Dynamische pagina's volgen met Google Analytics 4

Link gekopieerd naar het klembord.
Analytics GTM
Laatst bijgewerkt:
26 september 2022
Leestijd:
5 minuten

Inhoud

Sommige websites maken gebruik van dynamische pagina’s waarbij niet de hele pagina ververst wordt maar alleen delen van de pagina. Het zorgt ervoor dat een webpagina sneller wordt geladen maar het maakt het moeilijker voor Google om deze pagina’s te volgen.

Een URL fragment is een stukje tekst achter de hastag (#) in de URL. Ze worden bijvoorbeeld gebruikt als “anchor links” waarmee je naar een bepaalde sectie op de pagina kunt scrollen.

Daarnaast worden ze gebruikt in dynamische website of zogenaamde SPA’s (Single Page Apps), door alleen delen van een website te verversen en niet de hele pagina zorgt het voor een snellere laadtijd en uiteindelijk een betere gebruikerservaring.
::::::::::
Waar staat de afkorting SPA voor in de tekst over dynamische pagina's?

▸ Ruwe gegevens
::::::::::
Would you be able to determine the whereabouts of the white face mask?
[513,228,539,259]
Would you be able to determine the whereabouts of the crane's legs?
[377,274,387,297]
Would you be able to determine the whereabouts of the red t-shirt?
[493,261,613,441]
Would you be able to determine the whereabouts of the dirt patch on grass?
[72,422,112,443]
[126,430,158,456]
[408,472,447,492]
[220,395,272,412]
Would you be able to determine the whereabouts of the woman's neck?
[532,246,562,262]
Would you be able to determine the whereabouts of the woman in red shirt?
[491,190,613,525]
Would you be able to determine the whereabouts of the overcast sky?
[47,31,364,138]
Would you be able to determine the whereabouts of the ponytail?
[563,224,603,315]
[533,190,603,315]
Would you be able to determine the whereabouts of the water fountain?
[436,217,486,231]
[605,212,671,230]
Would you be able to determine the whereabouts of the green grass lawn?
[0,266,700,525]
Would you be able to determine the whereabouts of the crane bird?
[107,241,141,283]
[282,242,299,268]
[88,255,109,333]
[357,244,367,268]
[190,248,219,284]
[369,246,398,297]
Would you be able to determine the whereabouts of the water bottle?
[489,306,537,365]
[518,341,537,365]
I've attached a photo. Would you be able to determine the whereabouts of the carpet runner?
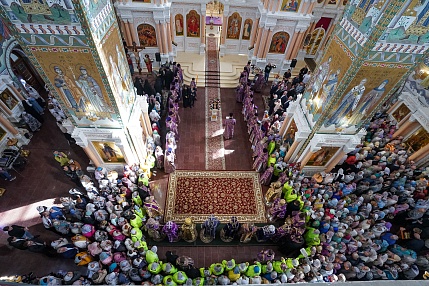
[164,170,266,223]
[205,37,225,170]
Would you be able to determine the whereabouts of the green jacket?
[146,249,159,263]
[147,262,162,275]
[162,262,177,274]
[210,263,225,276]
[222,259,235,271]
[173,271,188,284]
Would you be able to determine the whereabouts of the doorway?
[205,0,224,47]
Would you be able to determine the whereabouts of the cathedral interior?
[0,0,429,285]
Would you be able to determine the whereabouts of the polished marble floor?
[0,76,278,276]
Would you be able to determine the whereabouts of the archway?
[203,0,224,47]
[5,41,45,91]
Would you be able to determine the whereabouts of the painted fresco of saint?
[77,66,111,112]
[54,66,85,112]
[324,78,367,127]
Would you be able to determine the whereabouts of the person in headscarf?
[22,112,42,132]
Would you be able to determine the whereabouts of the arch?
[226,12,242,40]
[241,19,253,40]
[306,27,325,56]
[186,10,201,38]
[137,24,157,47]
[268,31,290,54]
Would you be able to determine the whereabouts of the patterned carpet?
[164,170,266,223]
[205,38,225,170]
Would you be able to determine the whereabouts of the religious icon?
[92,141,125,163]
[392,104,411,123]
[306,147,340,166]
[77,66,112,113]
[0,89,18,110]
[226,12,241,39]
[280,0,301,12]
[349,79,389,126]
[241,19,253,40]
[268,32,289,54]
[137,24,157,47]
[324,78,367,127]
[405,127,429,152]
[186,10,200,37]
[174,14,183,36]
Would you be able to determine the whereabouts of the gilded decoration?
[186,10,201,38]
[268,32,289,54]
[164,171,266,223]
[137,24,157,47]
[306,146,340,166]
[280,0,301,12]
[226,12,241,40]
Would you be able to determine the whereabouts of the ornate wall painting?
[137,24,157,47]
[174,14,184,36]
[268,32,289,54]
[0,126,7,142]
[91,141,125,163]
[392,103,411,123]
[382,0,429,44]
[404,127,429,152]
[0,88,18,110]
[302,36,352,122]
[31,47,116,126]
[280,0,301,12]
[226,12,242,40]
[2,0,73,25]
[0,19,11,73]
[98,23,135,121]
[186,10,201,38]
[241,19,253,40]
[324,62,409,129]
[305,27,325,55]
[306,146,340,167]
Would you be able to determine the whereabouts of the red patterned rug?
[164,171,266,223]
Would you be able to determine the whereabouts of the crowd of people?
[4,58,429,285]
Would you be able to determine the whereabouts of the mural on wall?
[137,24,157,47]
[186,10,201,38]
[226,12,241,39]
[268,32,289,54]
[392,104,411,123]
[98,23,135,120]
[81,0,116,44]
[31,47,114,125]
[405,127,429,152]
[0,88,18,110]
[280,0,301,12]
[91,141,125,163]
[303,17,332,55]
[2,0,73,25]
[302,36,352,122]
[382,0,429,44]
[306,146,340,166]
[0,19,11,73]
[324,62,410,129]
[0,126,7,141]
[241,19,253,40]
[174,14,184,36]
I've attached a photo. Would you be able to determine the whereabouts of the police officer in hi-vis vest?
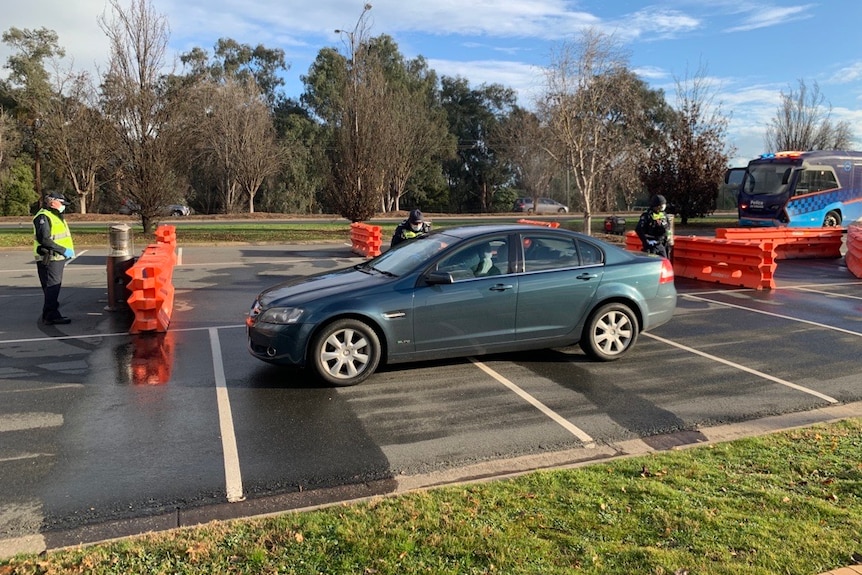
[33,192,75,325]
[389,210,431,247]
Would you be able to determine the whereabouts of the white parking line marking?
[0,411,63,432]
[683,294,862,337]
[641,333,838,403]
[793,287,862,299]
[209,328,245,503]
[470,357,596,449]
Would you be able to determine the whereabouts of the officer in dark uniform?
[33,192,75,325]
[389,210,431,247]
[635,194,672,258]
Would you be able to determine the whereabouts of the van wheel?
[823,210,841,228]
[309,319,381,386]
[579,303,638,361]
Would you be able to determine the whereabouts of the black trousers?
[36,260,66,320]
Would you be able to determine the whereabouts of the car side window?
[522,234,579,272]
[578,241,604,266]
[437,236,509,281]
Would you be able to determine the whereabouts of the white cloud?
[727,4,816,32]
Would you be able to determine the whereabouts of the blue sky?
[0,0,862,165]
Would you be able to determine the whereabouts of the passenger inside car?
[473,243,501,277]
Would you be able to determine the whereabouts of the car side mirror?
[425,271,455,285]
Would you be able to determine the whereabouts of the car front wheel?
[580,303,638,361]
[823,210,841,228]
[310,319,380,386]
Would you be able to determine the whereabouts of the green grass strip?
[0,420,862,575]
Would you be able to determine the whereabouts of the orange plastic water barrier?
[131,332,174,385]
[350,222,383,258]
[715,228,844,260]
[518,220,560,228]
[626,232,644,252]
[844,224,862,278]
[126,226,177,334]
[673,236,778,289]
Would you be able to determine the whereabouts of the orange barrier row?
[350,222,383,258]
[518,220,560,228]
[676,236,778,289]
[126,226,177,334]
[844,224,862,278]
[715,228,844,260]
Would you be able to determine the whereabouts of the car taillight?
[658,258,673,284]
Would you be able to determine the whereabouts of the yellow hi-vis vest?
[33,208,75,261]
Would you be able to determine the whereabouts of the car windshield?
[361,233,459,276]
[743,164,792,196]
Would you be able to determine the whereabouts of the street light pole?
[335,3,371,200]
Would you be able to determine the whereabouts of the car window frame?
[426,233,512,283]
[513,231,606,274]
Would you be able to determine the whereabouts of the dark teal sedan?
[246,225,677,386]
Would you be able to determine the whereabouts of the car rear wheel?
[310,319,380,386]
[580,303,638,361]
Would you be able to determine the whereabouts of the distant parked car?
[120,200,192,216]
[512,198,569,214]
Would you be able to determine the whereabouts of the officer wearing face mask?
[33,192,75,325]
[390,210,431,247]
[635,194,673,258]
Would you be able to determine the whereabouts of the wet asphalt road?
[0,236,862,550]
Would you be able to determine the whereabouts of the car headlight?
[255,307,302,324]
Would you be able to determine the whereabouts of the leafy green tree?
[0,154,39,216]
[180,38,289,109]
[493,107,560,209]
[272,100,330,214]
[3,27,65,196]
[99,0,184,234]
[441,76,516,213]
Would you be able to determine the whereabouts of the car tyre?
[823,210,841,228]
[579,303,638,361]
[310,319,380,387]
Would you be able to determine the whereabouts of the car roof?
[438,224,587,239]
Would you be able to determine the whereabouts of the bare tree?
[0,108,21,172]
[763,79,853,152]
[99,0,179,233]
[641,64,733,224]
[538,29,642,233]
[40,70,111,214]
[327,4,384,221]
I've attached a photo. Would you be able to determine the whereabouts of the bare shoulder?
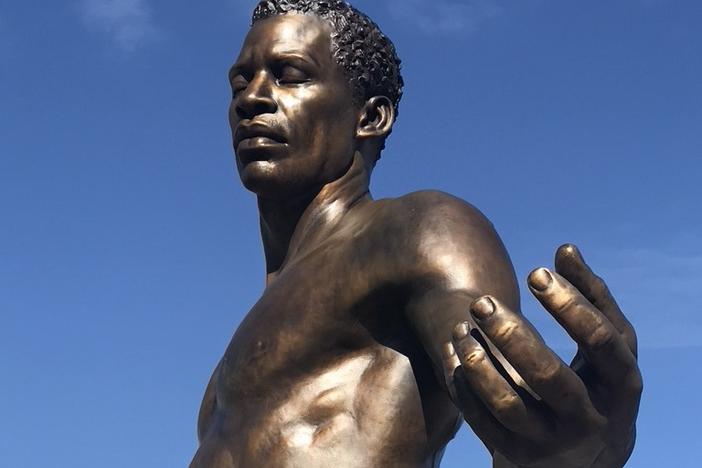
::::::::::
▸ Antwoord
Single Page Apps.